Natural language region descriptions
···
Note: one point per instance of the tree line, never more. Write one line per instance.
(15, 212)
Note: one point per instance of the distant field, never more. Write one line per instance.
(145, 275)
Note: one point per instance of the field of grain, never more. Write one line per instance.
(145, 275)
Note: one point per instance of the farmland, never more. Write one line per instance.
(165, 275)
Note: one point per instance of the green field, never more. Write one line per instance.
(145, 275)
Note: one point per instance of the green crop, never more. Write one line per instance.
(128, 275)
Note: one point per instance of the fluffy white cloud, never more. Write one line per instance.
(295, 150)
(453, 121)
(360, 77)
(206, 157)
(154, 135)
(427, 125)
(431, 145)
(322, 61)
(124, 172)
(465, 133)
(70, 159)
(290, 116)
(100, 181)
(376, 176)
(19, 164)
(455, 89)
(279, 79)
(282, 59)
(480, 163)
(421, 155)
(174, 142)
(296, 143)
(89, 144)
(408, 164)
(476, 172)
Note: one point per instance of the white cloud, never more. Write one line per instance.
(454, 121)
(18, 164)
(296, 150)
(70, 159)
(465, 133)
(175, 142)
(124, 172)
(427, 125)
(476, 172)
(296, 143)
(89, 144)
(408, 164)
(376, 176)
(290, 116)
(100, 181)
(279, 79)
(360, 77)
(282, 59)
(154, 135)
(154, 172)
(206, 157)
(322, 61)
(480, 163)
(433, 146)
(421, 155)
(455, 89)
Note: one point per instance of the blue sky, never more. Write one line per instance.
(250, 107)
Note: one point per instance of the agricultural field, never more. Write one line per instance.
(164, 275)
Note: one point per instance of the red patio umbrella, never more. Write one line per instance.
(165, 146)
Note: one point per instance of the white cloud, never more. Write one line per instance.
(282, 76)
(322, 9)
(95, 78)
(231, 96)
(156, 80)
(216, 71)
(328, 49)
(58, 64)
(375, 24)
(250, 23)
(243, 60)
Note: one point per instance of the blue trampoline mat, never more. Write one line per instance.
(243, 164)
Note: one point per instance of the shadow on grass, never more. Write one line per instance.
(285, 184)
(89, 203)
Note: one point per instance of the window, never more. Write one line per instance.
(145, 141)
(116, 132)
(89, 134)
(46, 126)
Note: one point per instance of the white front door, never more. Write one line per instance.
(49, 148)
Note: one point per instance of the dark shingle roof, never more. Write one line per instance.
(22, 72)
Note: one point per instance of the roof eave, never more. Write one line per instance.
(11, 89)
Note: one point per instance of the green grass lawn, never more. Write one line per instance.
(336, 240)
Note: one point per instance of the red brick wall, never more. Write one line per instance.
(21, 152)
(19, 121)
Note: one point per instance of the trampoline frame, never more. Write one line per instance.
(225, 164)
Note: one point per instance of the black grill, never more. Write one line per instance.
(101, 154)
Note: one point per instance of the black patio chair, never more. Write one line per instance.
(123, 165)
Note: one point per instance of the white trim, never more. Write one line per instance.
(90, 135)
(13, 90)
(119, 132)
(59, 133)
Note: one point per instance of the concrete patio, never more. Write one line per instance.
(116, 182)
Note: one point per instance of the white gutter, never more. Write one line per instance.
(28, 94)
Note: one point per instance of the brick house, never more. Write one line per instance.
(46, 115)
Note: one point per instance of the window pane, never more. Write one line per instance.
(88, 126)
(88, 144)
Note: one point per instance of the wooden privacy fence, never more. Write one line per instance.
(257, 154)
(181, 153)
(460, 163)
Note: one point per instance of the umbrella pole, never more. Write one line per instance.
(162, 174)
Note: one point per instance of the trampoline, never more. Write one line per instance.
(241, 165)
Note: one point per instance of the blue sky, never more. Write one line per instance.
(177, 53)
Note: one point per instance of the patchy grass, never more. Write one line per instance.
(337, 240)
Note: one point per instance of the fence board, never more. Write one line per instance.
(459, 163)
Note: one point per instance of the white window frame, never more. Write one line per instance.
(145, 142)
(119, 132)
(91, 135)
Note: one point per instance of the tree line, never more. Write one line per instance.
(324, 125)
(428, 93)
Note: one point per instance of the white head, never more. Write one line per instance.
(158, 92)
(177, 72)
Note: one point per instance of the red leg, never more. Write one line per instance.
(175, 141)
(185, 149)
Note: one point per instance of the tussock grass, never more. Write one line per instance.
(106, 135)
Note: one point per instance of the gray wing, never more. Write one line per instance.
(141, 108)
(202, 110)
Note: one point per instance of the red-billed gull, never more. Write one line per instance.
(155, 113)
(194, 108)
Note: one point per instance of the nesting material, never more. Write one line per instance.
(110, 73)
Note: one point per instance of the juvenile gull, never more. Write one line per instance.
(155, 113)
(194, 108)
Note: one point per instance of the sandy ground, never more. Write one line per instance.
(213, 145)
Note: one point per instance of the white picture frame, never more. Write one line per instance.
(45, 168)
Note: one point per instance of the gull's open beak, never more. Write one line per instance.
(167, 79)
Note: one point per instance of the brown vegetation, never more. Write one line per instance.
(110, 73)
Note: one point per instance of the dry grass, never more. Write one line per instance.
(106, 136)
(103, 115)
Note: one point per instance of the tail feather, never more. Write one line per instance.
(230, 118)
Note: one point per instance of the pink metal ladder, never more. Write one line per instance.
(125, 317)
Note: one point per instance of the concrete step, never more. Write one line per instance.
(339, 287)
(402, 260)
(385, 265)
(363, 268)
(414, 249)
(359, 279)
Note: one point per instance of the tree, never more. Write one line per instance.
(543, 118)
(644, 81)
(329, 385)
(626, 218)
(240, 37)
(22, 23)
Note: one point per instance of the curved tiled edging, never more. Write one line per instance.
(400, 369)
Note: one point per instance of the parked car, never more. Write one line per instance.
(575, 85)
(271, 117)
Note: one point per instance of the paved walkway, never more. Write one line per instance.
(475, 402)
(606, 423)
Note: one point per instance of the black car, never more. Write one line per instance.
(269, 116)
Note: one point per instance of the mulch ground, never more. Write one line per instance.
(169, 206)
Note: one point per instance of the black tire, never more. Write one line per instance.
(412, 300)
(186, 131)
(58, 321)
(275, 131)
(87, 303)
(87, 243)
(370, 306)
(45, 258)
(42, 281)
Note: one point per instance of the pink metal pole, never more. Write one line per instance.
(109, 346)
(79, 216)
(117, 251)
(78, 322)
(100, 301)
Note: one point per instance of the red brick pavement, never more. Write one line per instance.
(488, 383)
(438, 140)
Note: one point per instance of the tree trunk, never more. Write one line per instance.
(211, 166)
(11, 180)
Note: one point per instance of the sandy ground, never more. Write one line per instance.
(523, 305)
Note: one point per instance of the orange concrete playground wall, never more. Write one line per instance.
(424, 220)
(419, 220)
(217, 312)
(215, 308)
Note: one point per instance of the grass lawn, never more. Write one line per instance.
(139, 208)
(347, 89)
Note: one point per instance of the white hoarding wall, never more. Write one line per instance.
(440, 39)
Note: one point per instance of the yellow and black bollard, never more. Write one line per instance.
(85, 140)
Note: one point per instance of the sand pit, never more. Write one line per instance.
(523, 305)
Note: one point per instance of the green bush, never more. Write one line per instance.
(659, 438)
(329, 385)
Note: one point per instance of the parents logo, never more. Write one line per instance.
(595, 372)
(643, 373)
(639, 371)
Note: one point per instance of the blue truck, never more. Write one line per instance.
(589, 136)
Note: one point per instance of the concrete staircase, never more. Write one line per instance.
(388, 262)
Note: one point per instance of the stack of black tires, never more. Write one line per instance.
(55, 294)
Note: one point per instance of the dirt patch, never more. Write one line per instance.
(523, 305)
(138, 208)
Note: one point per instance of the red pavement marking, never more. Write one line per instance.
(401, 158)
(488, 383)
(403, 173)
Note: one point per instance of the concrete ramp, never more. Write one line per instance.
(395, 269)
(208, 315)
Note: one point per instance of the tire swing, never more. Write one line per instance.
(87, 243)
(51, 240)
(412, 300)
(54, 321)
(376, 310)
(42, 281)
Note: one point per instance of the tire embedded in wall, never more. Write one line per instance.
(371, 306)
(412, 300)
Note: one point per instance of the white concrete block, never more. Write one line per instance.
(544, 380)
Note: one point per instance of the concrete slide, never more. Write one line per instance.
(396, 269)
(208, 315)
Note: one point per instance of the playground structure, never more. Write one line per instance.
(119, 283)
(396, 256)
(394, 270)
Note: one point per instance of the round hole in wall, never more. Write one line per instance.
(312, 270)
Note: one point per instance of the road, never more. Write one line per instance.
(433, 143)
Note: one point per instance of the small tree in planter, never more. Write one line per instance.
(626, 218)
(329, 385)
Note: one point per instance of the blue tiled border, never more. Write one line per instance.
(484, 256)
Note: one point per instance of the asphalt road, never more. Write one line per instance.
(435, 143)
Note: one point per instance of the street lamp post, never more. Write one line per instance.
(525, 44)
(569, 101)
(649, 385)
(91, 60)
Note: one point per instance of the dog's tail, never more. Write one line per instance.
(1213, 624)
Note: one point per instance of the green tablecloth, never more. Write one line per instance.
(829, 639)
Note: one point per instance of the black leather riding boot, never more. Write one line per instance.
···
-- Exercise details --
In the records above, locate the line that contains "Note: one point per instance of the asphalt". Repeat it and every line after it, exactly, and nothing else.

-- Solution --
Note: one point per instance of the asphalt road, never more. Write one line per instance.
(435, 143)
Note: one point per instance of the street lamp post, never more. Write one line per instance.
(525, 44)
(569, 101)
(649, 385)
(91, 60)
Note: one point per instance of the dog's tail, never more. Write one line per instance.
(1213, 624)
Note: one point per instance of the green tablecloth, never more. Write one line per instance.
(829, 639)
Note: one point per instance of the black leather riding boot, never more. Write one line per instance.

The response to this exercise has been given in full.